■ **Task to carry out**: Starting at the beginning of the records and ending at the line that contains "Target: sandy beach", reproduce every line word for word, leaving the pictures out of your answer.

────────────────────

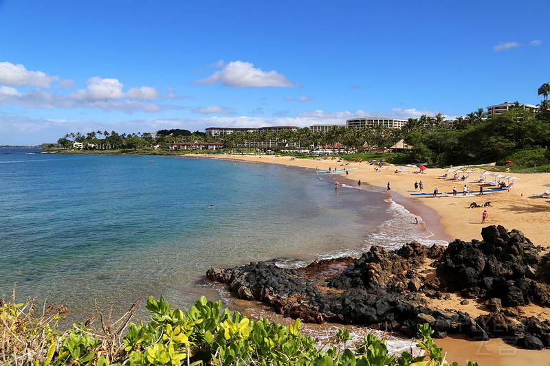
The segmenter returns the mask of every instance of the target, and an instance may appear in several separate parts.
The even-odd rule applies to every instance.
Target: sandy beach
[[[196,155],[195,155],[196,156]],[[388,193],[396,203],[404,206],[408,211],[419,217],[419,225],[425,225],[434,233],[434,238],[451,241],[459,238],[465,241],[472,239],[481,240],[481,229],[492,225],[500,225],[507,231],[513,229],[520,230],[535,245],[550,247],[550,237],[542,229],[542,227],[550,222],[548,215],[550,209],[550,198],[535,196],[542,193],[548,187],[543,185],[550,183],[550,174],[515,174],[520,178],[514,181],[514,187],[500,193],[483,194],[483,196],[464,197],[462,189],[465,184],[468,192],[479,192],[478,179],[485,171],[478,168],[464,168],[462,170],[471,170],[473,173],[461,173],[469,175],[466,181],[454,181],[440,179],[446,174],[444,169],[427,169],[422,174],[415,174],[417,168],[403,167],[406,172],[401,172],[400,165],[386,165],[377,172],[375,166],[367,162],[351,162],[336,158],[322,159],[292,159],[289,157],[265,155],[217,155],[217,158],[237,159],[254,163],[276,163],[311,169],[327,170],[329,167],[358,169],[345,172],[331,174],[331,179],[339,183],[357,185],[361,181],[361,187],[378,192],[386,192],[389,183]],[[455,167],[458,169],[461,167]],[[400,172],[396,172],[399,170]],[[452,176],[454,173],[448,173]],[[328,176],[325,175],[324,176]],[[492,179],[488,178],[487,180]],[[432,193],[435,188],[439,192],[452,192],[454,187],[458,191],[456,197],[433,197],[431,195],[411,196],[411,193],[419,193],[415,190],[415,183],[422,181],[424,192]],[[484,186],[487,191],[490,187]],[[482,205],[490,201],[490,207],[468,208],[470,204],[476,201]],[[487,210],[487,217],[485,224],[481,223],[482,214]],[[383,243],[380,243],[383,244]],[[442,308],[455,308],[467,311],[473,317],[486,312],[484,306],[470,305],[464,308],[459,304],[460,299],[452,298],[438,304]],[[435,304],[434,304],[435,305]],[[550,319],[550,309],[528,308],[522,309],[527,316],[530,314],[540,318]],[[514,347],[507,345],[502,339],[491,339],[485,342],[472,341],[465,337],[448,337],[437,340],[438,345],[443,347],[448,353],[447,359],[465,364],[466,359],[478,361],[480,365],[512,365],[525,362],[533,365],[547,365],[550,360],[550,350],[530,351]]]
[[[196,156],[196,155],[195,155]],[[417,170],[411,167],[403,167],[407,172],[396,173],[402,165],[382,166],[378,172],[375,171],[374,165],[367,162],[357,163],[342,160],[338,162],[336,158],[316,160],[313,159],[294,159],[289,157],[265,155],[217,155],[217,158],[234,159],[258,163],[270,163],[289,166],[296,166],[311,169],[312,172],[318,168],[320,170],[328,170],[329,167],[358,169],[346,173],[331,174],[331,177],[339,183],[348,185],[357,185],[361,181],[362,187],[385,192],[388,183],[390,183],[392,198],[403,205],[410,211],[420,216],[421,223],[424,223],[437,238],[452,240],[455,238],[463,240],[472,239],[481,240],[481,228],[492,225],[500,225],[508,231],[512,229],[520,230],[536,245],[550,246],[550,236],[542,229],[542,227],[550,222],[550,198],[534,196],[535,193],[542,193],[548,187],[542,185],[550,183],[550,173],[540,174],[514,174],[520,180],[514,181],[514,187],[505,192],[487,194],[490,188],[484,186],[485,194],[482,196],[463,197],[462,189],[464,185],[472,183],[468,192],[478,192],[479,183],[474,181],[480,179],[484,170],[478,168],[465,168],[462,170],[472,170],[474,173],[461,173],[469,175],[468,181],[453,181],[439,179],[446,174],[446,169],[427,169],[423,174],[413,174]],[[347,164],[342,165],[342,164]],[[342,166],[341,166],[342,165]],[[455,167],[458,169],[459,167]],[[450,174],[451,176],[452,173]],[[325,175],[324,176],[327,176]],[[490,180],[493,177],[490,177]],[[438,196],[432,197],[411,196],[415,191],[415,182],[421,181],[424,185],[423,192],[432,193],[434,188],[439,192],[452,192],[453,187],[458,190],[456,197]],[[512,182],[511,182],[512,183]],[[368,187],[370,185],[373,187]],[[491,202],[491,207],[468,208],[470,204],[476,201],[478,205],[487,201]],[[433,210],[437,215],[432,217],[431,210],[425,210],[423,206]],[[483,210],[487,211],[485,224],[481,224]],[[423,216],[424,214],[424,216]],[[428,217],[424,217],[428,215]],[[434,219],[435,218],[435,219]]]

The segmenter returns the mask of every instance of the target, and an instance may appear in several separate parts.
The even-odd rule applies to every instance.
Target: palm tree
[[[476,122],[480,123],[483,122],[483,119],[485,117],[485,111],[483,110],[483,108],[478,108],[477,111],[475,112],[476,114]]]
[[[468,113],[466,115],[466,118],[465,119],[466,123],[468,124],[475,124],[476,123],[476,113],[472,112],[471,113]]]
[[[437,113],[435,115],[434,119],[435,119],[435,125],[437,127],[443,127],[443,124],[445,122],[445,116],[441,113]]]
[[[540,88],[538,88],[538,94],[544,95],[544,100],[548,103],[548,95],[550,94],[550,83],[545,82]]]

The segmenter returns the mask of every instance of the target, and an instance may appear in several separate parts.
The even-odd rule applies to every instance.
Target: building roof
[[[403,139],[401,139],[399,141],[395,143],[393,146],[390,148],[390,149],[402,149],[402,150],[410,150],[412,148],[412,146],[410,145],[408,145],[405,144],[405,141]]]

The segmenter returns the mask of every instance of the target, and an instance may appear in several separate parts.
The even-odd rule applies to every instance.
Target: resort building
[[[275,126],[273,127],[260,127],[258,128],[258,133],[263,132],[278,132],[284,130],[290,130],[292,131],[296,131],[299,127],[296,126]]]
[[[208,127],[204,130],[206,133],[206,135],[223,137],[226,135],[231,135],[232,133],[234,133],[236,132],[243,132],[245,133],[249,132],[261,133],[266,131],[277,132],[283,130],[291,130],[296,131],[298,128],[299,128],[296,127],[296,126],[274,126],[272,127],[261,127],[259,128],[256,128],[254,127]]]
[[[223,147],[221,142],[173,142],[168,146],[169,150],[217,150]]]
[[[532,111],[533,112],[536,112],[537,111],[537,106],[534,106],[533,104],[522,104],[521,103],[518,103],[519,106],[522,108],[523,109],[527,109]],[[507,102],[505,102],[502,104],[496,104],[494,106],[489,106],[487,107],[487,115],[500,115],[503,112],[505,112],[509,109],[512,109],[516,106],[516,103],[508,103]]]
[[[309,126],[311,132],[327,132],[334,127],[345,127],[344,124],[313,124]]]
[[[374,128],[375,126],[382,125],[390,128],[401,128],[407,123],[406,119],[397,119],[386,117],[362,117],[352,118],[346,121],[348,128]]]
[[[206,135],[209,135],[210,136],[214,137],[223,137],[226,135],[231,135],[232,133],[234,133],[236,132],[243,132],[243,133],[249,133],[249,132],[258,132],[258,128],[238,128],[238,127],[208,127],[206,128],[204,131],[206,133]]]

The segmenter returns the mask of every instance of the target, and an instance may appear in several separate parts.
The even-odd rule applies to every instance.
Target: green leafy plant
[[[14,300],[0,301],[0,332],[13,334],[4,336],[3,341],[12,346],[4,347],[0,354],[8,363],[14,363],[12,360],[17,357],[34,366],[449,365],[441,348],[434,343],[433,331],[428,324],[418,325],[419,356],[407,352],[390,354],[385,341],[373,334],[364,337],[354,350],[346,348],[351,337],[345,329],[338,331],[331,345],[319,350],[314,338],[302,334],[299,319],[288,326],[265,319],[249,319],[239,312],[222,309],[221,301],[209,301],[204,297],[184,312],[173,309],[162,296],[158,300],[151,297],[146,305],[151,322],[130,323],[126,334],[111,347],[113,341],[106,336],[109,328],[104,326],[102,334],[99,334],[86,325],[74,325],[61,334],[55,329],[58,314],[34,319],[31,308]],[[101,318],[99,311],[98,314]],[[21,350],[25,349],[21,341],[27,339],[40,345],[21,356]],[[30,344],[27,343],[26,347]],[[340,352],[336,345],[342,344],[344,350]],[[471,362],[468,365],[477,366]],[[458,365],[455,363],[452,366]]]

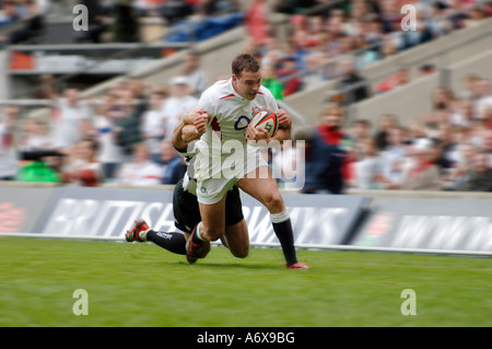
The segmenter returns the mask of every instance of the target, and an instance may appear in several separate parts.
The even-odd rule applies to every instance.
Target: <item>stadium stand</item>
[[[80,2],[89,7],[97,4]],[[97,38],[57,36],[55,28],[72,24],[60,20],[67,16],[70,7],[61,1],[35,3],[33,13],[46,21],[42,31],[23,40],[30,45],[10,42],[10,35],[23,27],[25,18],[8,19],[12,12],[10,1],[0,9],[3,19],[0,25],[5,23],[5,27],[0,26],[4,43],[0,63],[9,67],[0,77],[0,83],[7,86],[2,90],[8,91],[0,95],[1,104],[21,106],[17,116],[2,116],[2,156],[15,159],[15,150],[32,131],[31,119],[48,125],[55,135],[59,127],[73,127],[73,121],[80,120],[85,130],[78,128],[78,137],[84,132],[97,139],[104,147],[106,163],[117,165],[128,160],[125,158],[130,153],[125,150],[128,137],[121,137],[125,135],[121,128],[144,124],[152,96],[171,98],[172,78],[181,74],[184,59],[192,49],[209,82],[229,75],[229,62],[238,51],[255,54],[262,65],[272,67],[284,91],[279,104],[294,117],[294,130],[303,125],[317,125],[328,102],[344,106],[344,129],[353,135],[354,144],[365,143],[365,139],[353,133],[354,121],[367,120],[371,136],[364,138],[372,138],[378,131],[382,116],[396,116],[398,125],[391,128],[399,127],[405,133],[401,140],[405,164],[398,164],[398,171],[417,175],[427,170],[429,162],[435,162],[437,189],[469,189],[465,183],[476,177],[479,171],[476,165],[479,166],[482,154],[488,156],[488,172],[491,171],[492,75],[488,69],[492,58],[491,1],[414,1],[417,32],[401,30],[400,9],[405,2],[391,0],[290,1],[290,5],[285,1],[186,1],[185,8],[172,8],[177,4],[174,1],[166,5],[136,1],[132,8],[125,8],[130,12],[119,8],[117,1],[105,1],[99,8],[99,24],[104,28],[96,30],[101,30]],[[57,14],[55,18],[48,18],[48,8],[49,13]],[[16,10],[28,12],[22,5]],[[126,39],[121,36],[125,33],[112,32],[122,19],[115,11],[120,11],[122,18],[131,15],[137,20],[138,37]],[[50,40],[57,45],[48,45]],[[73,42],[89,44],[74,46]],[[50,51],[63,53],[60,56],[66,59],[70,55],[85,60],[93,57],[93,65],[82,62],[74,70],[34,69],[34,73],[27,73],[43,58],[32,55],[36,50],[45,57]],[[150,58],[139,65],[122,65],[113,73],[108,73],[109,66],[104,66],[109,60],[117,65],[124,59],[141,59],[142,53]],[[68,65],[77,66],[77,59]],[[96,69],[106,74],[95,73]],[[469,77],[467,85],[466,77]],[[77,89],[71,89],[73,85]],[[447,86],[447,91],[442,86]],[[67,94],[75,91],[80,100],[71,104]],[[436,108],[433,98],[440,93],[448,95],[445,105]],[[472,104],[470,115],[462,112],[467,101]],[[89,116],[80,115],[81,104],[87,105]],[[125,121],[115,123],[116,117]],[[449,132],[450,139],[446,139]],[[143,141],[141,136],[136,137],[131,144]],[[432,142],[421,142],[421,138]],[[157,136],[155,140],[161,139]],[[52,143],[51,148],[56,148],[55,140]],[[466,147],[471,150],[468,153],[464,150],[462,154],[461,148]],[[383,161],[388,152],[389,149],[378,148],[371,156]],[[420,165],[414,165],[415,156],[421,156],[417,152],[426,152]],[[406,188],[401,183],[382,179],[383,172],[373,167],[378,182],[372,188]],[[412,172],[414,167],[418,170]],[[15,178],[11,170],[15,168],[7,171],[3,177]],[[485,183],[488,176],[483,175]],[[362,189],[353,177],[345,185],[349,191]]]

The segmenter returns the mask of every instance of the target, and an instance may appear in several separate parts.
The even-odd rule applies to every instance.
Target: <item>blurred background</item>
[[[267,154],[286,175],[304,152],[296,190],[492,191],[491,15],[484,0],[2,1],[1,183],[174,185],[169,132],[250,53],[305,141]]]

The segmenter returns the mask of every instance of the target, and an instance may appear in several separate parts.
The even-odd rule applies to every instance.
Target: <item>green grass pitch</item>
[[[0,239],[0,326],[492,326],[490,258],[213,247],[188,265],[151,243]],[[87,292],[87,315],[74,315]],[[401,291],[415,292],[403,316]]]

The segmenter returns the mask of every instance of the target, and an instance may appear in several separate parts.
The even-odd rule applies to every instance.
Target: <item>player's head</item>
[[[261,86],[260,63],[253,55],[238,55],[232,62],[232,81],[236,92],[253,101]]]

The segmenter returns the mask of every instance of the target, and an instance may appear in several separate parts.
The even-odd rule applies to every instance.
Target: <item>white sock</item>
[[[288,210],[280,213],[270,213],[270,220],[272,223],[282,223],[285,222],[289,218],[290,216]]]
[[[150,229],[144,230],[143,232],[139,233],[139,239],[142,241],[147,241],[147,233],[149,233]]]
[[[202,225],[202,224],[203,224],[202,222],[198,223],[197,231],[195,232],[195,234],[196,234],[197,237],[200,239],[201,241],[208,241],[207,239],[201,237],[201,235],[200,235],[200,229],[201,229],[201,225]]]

────────────────────

■ **Written solution**:
The segmenter returns the mask of every instance of the target, and an instance may appear in several separate parts.
The even-odd rule applies to every instance.
Target: sandy beach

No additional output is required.